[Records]
┌──

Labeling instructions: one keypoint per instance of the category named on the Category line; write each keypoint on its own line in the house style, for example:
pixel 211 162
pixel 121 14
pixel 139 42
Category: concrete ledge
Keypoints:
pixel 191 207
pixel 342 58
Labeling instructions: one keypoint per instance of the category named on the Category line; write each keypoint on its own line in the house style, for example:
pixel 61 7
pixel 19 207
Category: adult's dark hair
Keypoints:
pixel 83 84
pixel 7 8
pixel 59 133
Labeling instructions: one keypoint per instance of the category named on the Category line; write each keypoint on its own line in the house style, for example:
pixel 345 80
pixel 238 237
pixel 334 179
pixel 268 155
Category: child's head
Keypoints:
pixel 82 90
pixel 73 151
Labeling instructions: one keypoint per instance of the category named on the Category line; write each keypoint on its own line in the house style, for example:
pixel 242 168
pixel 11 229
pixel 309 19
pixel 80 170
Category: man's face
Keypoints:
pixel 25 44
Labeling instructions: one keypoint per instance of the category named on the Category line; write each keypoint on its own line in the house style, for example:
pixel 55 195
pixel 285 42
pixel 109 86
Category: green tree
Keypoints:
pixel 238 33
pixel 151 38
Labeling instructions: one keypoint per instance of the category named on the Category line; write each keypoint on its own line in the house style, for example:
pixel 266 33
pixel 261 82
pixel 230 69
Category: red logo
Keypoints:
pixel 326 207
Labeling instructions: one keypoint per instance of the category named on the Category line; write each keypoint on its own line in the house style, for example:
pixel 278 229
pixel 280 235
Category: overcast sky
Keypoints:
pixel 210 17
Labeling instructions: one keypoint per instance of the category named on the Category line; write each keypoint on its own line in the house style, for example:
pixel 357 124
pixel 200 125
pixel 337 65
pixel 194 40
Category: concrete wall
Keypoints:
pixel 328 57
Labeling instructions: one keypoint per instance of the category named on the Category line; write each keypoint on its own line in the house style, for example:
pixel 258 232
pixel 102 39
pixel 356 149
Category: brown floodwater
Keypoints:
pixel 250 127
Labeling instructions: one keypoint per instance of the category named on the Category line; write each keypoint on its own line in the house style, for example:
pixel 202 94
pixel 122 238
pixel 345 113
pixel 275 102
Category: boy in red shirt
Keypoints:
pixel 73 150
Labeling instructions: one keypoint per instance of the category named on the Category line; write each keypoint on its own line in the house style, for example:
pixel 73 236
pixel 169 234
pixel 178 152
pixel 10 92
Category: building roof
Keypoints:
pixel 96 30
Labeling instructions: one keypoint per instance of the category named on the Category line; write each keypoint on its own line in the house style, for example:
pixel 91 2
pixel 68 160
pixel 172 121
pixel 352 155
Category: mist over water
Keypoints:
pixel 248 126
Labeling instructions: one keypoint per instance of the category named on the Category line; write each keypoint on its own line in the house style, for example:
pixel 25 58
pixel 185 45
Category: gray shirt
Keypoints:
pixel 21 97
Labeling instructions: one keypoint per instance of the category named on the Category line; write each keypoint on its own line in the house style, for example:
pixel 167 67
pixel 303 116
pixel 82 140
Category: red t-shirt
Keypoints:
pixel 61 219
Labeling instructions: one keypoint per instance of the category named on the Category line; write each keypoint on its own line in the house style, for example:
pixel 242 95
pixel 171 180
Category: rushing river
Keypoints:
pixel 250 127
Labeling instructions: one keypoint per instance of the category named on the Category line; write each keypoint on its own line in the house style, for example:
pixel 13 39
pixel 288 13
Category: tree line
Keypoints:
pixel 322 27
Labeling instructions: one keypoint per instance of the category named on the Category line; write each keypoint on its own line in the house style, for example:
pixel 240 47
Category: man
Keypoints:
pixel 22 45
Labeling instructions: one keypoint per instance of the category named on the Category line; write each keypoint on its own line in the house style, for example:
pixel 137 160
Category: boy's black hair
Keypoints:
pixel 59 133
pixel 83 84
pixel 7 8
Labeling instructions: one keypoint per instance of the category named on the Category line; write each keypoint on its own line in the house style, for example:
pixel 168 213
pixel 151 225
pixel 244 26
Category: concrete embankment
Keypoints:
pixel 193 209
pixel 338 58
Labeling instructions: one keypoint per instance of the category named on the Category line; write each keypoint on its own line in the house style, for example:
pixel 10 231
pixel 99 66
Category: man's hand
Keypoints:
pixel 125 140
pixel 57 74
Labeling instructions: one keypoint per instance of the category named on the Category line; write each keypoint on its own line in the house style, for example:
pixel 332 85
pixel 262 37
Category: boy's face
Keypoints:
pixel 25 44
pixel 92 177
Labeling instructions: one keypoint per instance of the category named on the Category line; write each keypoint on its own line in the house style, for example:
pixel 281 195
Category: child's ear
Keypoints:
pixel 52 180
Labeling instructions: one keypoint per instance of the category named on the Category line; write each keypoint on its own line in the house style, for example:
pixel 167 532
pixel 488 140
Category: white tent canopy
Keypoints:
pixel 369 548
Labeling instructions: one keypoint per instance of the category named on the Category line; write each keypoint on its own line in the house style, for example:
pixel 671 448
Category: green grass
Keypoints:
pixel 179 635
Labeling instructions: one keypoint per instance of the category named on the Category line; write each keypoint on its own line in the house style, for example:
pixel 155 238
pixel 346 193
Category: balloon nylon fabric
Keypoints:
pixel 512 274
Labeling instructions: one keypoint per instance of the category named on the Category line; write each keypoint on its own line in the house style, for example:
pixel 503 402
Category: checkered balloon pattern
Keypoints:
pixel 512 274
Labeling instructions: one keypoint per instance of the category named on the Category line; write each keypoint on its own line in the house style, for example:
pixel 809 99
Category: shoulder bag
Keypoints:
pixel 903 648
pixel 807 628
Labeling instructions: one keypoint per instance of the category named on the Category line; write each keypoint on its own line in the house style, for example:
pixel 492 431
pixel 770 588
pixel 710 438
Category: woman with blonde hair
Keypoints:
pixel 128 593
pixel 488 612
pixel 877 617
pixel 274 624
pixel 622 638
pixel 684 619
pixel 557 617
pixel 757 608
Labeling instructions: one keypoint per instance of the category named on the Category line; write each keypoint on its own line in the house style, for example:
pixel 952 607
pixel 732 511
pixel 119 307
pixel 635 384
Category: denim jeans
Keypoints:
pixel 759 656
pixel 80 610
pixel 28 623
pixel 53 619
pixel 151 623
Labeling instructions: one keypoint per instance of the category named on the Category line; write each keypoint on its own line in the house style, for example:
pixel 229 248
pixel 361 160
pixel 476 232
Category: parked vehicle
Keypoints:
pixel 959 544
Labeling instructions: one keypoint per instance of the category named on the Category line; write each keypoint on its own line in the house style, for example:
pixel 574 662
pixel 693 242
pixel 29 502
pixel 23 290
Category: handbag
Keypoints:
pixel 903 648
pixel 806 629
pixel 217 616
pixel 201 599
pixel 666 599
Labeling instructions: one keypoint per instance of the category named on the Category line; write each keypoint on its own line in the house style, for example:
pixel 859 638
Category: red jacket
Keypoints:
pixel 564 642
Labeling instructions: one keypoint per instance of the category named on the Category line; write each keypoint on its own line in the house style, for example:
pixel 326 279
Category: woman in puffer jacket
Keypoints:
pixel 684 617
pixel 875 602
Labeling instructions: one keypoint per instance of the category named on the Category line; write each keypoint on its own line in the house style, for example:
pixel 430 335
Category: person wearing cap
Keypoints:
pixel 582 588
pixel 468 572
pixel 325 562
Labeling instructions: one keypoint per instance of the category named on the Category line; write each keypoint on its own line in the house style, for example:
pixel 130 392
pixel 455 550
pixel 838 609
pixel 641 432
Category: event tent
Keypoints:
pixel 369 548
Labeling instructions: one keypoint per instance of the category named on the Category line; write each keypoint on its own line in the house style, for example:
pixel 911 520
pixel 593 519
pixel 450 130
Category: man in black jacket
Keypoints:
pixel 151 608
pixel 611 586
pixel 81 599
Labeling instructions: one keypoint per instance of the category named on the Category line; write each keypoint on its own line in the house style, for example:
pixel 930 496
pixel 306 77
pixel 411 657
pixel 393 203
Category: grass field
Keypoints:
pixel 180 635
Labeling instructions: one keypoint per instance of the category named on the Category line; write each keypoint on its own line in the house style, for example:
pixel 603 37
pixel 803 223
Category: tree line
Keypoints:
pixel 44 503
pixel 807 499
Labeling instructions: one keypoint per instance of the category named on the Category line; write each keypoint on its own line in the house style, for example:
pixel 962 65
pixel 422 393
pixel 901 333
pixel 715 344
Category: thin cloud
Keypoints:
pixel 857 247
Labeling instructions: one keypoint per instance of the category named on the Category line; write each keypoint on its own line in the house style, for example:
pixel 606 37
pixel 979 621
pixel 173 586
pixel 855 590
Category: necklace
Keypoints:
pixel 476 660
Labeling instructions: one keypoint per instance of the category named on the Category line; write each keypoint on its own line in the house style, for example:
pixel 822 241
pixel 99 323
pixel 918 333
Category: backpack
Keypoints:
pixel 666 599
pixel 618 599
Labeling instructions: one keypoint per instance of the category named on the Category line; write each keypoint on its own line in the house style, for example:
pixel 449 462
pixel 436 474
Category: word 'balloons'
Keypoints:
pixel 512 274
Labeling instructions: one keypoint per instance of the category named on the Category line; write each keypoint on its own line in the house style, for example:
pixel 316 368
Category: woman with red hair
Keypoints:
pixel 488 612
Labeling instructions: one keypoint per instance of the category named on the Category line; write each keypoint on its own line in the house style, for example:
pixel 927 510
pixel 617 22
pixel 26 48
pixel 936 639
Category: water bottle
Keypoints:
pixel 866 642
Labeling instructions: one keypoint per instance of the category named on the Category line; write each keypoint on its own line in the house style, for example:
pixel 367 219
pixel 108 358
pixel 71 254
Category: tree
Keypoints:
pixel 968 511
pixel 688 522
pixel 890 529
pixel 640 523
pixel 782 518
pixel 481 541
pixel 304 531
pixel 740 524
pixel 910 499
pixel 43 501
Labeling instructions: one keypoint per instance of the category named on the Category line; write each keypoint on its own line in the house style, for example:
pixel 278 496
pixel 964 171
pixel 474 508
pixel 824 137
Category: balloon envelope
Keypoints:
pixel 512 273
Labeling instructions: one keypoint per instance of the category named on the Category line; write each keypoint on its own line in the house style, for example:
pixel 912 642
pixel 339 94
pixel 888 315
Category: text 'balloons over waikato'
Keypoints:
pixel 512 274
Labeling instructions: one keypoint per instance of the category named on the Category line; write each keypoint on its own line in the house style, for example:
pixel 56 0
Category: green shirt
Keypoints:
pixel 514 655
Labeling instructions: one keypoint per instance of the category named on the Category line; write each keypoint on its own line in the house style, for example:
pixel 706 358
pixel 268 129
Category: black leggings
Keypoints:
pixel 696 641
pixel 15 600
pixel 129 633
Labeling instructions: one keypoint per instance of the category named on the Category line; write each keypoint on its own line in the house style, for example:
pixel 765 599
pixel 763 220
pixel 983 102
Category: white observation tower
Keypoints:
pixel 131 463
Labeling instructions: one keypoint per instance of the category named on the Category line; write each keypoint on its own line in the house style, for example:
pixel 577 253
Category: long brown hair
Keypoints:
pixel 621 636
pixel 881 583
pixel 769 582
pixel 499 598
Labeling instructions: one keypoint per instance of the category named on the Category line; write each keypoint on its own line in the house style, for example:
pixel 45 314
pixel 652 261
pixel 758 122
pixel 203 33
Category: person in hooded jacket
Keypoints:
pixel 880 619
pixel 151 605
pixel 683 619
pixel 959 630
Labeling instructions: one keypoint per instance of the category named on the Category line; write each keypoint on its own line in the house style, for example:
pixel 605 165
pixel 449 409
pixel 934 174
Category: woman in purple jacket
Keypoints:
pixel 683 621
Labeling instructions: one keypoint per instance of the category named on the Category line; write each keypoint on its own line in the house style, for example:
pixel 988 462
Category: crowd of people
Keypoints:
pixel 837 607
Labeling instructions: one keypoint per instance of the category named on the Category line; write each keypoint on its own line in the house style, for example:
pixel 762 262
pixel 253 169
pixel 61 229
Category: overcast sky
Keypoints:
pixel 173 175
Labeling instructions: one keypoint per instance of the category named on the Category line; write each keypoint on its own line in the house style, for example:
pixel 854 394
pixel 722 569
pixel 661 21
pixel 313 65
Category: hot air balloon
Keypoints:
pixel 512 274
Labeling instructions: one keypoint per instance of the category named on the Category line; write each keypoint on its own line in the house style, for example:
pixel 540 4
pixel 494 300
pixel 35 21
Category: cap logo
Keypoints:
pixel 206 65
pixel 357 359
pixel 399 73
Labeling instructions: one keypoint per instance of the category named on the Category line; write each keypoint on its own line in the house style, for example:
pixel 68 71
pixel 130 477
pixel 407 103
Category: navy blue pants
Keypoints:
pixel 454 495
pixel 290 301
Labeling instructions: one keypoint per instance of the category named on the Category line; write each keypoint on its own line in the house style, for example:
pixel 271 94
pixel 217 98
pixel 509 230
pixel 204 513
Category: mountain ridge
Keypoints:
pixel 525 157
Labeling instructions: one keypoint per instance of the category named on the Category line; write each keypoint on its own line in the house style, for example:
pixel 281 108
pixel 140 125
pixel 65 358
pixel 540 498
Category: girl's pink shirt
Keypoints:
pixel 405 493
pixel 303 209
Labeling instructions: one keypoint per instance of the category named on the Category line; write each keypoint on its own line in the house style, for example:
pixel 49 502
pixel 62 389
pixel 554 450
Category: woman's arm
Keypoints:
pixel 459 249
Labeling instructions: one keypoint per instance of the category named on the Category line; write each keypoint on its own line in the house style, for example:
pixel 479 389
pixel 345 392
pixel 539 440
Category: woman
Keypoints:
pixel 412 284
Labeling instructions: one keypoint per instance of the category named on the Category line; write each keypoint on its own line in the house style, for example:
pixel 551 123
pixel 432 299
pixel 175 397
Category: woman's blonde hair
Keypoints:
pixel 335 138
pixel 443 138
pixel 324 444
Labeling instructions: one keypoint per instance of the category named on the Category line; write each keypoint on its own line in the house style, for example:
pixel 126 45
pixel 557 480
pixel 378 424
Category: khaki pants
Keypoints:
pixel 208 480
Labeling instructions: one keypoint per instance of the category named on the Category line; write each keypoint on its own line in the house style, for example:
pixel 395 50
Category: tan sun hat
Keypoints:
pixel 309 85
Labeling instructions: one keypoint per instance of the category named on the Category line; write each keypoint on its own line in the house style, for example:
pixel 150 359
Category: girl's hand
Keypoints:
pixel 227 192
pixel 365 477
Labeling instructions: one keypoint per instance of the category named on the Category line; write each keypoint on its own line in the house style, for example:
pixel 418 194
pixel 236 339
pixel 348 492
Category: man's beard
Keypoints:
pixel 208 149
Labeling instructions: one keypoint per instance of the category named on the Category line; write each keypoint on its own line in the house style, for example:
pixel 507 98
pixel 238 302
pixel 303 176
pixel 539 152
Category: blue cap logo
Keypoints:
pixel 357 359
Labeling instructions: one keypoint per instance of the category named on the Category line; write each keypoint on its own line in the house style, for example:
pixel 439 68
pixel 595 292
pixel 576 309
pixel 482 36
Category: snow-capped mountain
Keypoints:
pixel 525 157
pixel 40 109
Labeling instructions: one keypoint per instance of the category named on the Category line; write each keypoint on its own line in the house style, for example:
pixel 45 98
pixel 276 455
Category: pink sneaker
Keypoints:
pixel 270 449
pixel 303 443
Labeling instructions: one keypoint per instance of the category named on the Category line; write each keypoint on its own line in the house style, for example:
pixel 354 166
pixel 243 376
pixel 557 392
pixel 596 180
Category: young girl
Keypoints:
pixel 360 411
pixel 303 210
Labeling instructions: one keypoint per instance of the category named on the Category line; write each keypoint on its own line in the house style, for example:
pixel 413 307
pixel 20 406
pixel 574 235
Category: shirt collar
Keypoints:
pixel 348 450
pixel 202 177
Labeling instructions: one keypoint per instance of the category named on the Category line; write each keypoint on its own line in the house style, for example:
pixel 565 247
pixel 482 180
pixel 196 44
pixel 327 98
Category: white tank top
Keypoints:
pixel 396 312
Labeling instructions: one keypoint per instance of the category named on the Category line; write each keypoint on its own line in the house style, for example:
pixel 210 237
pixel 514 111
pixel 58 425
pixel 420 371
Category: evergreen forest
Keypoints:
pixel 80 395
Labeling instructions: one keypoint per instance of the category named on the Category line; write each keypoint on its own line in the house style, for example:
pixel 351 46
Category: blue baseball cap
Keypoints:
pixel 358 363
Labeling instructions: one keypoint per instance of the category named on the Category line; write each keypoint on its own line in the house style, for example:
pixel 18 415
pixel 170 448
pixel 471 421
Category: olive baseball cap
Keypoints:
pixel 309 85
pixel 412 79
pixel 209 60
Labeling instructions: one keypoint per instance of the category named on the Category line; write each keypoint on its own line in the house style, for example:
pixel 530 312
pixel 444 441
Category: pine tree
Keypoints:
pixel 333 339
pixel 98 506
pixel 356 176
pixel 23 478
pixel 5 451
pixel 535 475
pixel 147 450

└──

→ WHAT YOU NEED TO DO
Copy out the records word for word, from the very first line through the line that contains "pixel 151 38", including both.

→ OUTPUT FOR THIS TASK
Labeling instructions: one keypoint per instance of the category named on the Category line; write each keypoint on its own line in the house style, for example:
pixel 211 162
pixel 121 14
pixel 139 42
Category: concrete ledge
Keypoints:
pixel 191 207
pixel 342 58
Labeling instructions: one keypoint per instance of the category named on the Category line; write each keypoint on its own line in the house style, for example:
pixel 61 7
pixel 19 207
Category: adult's dark hair
Keypoints:
pixel 83 84
pixel 7 8
pixel 59 133
Labeling instructions: one keypoint per instance of the category named on the Category line; write each keypoint on its own line in the house style, for example:
pixel 345 80
pixel 238 237
pixel 334 179
pixel 268 155
Category: child's head
Keypoints:
pixel 82 90
pixel 73 151
Labeling instructions: one keypoint per instance of the category named on the Category line; write each keypoint on its own line in the house style, for example:
pixel 242 168
pixel 11 229
pixel 309 19
pixel 80 170
Category: man's face
Keypoints:
pixel 25 44
Labeling instructions: one keypoint per instance of the category named on the Category line; write each keypoint on its own line in the house style, for example:
pixel 55 195
pixel 285 42
pixel 109 86
Category: green tree
Keypoints:
pixel 238 33
pixel 151 38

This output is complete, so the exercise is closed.